ENTRIES SUPPLIED »
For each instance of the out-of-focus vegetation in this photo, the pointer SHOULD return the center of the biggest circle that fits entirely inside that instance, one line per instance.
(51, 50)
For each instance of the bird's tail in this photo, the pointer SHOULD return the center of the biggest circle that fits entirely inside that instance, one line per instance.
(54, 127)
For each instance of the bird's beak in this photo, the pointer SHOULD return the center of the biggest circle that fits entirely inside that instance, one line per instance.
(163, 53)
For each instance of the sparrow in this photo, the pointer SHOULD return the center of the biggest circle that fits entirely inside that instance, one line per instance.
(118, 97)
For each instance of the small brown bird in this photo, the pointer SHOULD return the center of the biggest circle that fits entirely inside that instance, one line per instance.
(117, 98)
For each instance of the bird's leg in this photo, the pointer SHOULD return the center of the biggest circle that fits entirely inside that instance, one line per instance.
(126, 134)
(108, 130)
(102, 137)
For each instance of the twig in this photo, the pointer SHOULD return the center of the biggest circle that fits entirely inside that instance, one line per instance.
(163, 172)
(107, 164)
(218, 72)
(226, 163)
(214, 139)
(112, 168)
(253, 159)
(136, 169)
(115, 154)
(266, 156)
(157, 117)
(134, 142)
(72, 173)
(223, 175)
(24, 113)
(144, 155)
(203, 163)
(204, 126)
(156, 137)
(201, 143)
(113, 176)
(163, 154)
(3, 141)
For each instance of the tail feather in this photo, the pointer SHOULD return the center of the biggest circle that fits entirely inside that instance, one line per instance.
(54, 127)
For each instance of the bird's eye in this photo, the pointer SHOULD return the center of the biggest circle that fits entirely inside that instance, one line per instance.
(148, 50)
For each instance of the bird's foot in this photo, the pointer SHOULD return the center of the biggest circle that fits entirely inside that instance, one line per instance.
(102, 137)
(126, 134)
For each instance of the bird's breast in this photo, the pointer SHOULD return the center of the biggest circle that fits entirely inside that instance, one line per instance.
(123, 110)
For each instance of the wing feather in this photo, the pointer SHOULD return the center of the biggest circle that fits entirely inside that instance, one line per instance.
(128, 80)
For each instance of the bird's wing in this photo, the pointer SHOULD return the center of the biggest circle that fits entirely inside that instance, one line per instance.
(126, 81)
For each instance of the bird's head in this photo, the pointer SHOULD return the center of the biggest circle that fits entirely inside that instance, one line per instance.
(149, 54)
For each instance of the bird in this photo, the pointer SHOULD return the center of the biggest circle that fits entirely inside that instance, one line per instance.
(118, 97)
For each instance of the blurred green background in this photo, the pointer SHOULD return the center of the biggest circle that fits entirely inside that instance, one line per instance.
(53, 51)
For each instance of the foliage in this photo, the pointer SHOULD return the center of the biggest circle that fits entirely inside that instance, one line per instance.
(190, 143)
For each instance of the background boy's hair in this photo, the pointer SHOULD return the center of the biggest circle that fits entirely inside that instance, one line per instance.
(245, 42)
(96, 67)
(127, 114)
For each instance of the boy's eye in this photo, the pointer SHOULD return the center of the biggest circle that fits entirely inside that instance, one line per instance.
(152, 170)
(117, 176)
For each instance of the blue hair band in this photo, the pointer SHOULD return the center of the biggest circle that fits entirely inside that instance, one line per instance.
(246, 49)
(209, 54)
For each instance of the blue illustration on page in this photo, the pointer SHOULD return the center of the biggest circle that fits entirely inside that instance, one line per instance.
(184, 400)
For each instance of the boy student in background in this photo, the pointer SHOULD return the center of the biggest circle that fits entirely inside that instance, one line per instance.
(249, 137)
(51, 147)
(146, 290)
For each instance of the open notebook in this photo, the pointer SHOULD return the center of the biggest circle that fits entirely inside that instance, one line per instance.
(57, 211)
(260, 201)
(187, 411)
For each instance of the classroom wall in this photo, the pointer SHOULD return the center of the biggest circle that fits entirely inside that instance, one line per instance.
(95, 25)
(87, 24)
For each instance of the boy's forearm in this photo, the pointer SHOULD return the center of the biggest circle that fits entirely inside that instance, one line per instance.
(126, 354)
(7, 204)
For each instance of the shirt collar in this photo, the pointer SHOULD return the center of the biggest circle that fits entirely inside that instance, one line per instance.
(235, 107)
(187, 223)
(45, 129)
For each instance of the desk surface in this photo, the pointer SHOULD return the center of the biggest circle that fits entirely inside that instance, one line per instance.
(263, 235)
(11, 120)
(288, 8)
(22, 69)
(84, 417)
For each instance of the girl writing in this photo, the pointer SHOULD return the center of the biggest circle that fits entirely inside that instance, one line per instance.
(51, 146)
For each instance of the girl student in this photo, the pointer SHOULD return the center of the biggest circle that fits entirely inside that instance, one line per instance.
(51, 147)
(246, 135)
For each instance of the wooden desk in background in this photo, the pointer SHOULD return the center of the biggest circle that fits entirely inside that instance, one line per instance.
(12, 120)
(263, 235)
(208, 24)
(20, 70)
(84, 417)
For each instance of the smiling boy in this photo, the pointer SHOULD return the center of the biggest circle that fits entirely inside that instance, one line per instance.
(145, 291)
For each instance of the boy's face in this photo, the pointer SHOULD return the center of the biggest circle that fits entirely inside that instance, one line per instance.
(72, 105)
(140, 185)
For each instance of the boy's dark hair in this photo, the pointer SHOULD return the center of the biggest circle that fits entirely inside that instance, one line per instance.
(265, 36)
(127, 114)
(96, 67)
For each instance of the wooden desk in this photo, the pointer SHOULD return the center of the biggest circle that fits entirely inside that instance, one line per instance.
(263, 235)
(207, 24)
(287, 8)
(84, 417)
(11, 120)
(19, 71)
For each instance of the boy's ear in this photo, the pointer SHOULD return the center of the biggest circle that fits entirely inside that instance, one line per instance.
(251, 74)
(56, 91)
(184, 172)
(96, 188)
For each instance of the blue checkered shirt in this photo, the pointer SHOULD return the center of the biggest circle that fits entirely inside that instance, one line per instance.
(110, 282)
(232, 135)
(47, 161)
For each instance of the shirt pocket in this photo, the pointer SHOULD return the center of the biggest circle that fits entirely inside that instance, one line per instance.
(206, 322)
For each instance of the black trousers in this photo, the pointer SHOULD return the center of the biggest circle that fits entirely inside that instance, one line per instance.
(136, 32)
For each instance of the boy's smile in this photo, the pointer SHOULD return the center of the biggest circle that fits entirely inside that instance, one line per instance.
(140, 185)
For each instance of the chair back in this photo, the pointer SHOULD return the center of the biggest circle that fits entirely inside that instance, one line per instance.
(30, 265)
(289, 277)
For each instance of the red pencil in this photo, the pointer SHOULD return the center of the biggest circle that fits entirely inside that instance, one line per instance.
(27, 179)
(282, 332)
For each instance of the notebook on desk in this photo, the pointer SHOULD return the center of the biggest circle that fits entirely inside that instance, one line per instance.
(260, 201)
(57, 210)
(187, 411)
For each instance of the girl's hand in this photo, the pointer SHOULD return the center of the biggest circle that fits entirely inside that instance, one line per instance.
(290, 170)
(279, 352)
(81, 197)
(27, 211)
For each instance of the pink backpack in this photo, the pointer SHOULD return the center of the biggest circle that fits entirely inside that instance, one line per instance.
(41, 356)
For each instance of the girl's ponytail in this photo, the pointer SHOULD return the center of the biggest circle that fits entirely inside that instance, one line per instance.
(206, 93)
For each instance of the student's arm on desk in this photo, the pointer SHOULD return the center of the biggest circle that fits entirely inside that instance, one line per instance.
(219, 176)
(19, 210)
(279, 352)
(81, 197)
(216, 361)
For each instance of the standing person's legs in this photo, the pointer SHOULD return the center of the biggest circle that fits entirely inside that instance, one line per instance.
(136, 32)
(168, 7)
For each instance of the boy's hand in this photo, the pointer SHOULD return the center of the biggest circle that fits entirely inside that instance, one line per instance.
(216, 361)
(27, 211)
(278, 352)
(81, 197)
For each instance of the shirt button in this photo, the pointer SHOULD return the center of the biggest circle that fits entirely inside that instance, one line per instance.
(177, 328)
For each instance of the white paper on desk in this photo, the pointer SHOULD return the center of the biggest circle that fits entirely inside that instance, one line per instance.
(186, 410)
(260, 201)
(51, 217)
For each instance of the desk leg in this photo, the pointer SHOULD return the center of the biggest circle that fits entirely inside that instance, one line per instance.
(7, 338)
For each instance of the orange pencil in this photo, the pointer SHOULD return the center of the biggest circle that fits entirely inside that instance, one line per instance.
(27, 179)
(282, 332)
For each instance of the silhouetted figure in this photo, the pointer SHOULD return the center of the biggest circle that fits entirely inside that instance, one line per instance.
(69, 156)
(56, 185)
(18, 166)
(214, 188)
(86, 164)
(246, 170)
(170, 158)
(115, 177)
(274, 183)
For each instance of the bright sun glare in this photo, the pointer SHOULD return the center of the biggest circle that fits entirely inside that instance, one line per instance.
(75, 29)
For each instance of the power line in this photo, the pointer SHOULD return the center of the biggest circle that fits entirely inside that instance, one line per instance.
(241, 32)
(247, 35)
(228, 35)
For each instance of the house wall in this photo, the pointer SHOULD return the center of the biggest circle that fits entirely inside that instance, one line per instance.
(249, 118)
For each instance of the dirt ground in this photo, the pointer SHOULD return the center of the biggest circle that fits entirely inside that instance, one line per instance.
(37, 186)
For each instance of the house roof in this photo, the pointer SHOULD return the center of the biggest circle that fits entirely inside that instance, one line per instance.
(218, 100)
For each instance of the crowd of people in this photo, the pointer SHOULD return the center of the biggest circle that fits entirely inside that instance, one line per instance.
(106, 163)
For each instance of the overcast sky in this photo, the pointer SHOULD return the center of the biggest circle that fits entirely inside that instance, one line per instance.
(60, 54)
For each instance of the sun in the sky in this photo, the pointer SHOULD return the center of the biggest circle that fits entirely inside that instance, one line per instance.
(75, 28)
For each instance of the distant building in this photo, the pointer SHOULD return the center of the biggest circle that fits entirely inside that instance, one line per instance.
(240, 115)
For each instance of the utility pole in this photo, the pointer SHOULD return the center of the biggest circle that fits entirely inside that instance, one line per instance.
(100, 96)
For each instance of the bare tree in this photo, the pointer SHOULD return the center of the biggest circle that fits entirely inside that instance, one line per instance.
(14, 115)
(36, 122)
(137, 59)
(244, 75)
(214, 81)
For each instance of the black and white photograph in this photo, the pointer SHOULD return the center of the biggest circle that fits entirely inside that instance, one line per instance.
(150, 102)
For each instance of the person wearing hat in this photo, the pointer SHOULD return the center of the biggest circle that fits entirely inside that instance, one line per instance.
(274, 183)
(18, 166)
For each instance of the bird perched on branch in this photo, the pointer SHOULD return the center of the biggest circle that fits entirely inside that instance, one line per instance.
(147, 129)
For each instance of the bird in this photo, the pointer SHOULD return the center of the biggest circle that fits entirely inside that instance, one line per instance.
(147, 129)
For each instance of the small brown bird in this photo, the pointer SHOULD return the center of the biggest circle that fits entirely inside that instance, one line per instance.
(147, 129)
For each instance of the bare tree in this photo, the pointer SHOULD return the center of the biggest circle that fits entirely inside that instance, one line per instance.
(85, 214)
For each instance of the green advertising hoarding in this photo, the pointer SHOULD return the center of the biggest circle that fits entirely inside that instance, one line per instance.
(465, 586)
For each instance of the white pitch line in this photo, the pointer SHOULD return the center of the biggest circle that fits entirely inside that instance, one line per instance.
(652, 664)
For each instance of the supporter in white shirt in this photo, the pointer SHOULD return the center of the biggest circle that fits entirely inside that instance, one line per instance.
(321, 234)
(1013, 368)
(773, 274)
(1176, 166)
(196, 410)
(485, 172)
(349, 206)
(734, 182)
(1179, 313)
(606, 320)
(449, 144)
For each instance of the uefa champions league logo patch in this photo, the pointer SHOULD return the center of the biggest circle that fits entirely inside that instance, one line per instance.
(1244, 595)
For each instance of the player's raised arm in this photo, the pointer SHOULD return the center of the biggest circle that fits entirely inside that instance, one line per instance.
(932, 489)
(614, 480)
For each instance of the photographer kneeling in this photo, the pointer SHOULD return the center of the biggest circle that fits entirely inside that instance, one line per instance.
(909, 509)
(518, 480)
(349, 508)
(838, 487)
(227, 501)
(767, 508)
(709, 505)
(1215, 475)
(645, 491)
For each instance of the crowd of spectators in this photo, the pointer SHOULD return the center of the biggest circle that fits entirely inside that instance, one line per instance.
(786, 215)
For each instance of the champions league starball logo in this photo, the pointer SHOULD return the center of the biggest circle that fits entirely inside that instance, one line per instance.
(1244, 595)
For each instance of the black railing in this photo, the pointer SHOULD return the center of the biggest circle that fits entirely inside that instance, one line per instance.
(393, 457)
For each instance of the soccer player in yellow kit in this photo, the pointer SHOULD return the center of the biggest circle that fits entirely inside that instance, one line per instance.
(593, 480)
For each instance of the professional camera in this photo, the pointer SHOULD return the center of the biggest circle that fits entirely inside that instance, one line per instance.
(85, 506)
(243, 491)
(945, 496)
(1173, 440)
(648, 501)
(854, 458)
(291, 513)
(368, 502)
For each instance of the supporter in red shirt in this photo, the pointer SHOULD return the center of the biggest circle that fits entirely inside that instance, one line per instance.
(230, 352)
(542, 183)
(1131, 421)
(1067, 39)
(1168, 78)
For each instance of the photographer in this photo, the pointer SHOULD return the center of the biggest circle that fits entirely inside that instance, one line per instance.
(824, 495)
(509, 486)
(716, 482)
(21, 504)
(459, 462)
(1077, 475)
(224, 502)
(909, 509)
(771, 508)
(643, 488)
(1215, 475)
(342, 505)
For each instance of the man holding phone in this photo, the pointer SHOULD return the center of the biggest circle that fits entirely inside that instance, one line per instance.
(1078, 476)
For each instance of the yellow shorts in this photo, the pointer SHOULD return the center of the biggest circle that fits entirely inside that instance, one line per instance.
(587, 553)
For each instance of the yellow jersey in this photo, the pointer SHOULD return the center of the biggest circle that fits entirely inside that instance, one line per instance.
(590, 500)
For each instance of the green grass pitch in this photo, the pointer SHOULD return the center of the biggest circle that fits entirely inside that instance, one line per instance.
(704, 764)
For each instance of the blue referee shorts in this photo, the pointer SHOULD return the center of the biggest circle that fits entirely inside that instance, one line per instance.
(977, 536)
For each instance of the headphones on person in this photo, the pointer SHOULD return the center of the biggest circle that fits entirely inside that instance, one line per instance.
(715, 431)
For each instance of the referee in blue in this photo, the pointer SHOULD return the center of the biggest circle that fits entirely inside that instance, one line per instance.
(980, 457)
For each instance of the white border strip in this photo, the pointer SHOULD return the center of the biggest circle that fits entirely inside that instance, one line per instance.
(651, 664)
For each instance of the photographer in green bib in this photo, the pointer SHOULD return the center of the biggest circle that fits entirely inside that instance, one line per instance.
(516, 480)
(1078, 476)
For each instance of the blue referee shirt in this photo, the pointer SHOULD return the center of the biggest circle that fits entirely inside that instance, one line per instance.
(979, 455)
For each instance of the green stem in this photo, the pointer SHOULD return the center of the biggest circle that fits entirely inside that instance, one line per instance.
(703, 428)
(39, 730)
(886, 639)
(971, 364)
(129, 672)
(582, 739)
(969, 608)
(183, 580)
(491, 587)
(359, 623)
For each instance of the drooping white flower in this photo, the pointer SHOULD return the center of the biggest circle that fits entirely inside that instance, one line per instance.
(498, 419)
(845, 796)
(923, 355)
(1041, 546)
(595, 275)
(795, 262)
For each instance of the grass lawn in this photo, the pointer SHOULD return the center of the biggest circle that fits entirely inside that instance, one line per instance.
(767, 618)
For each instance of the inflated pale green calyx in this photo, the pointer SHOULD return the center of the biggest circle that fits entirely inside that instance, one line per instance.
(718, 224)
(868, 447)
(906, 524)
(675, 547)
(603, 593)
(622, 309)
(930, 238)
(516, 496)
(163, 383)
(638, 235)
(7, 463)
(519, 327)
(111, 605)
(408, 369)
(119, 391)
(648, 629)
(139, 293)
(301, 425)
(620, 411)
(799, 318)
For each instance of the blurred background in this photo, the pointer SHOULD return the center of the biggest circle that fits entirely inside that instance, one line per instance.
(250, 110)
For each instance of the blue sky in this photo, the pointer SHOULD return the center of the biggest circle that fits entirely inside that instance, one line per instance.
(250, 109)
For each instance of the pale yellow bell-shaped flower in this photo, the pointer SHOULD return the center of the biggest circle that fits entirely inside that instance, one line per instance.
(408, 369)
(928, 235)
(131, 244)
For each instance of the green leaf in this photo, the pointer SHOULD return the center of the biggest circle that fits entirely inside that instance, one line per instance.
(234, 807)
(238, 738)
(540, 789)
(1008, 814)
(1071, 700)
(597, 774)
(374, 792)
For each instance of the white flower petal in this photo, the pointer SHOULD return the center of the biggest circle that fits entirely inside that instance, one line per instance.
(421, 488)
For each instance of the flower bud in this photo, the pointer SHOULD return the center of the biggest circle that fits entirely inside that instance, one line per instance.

YOUR TASK » Starting from the line containing "For each instance of the blurred background", repeat each line through the end of the entries, exactly.

WRITTEN RESPONSE »
For each instance of the blurred background in this photo, the pointer SHOULD return the center of the biggest circle that fits entirely inside that instance, one line per instance.
(250, 110)
For each instance of the blue sky in this photo, the pointer SHOULD return the center of the biggest circle that fits entirely inside that instance, one line per instance.
(250, 109)
For each instance of the pale yellow bell-shaped flower in this photo, the pointer SHOULD return the center of the biggest circle that fits entirely inside that instance, one line per instance.
(408, 369)
(928, 235)
(131, 244)
For each instance of the green leaf in this photo, the pointer SHOULD return the center of the biggest circle that fits entirely inside that instance, one line per instance.
(234, 807)
(238, 738)
(540, 789)
(1008, 814)
(1071, 700)
(597, 774)
(374, 792)
For each instance of the white flower petal in this photo, the pointer SHOULD return the center of the biggest circle that fits entirely inside that instance, one line per instance.
(421, 488)
For each instance of the flower bud in this photo, the pointer SHOULD return the center of the biggest circle that fits entirely inside that instance, one line per instance.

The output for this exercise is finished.